[Stored data]
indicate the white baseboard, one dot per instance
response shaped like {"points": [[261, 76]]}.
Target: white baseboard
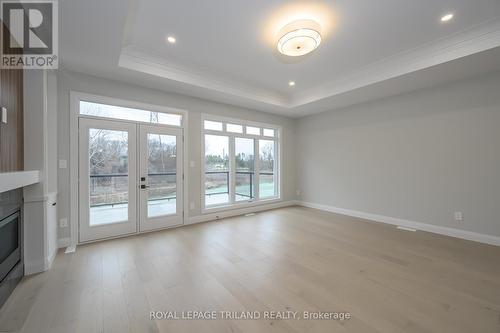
{"points": [[236, 212], [452, 232], [63, 242], [38, 266]]}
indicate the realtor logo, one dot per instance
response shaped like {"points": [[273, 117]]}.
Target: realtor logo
{"points": [[29, 34]]}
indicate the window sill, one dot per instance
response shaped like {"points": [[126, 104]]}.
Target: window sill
{"points": [[214, 209]]}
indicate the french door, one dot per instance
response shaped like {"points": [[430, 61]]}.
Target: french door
{"points": [[130, 178]]}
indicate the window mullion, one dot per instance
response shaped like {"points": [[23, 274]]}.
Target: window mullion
{"points": [[257, 169], [232, 168]]}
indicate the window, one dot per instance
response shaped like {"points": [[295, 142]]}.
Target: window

▶ EXERCISE GOAL
Scan the data above for the string "shaped". Copy every line in which it appears.

▶ COMPLETED TASK
response shaped like {"points": [[261, 76]]}.
response shaped like {"points": [[273, 117]]}.
response shaped like {"points": [[126, 104]]}.
response shaped like {"points": [[430, 61]]}.
response shaped like {"points": [[23, 274]]}.
response shaped like {"points": [[295, 142]]}.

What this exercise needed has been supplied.